* **TASK STATEMENT**
Copy each line of the records below that mentions the word "cobblestone".

* **INPUT RECORDS**
»»
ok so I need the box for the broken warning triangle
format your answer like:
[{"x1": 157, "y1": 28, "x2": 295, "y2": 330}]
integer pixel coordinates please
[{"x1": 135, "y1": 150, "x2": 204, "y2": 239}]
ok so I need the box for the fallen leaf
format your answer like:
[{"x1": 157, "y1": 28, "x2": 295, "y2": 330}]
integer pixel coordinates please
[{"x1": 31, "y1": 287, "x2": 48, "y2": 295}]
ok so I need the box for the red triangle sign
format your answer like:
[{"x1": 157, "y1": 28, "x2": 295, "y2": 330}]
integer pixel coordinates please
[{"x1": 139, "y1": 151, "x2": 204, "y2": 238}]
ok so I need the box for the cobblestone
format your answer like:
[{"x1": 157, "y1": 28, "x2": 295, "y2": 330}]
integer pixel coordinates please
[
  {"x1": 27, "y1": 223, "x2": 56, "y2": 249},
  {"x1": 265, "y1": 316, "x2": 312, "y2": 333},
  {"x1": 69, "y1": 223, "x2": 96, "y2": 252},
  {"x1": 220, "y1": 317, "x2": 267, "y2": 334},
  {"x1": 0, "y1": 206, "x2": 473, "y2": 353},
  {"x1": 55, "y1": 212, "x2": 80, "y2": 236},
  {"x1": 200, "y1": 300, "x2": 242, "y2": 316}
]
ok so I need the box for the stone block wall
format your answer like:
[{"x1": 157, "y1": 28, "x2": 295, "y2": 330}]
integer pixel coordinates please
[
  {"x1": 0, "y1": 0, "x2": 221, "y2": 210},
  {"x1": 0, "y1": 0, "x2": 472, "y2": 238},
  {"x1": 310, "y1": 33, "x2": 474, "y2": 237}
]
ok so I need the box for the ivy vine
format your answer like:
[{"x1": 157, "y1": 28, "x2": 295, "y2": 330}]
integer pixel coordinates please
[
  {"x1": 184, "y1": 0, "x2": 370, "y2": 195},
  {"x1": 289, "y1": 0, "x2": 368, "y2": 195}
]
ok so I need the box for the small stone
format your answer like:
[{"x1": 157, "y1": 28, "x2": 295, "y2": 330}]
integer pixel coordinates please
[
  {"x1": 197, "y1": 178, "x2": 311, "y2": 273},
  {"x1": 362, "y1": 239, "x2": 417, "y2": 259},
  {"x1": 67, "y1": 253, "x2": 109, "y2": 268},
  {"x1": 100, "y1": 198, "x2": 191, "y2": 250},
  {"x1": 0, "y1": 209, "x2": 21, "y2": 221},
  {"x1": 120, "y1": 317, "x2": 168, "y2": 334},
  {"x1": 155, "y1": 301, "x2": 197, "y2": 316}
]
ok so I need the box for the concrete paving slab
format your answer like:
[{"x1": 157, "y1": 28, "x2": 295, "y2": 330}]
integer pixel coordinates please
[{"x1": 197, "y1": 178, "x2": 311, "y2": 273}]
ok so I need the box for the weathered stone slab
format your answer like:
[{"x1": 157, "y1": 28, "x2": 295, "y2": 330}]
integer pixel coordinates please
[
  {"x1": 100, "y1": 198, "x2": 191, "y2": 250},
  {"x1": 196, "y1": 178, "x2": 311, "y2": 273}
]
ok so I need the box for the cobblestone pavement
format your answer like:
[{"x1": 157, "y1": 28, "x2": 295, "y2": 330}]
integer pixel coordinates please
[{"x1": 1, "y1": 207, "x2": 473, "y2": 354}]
««
* **WRITTEN ANSWER**
ok so I need the box for the cobblestone
ok so I need the box for the cobblestone pavement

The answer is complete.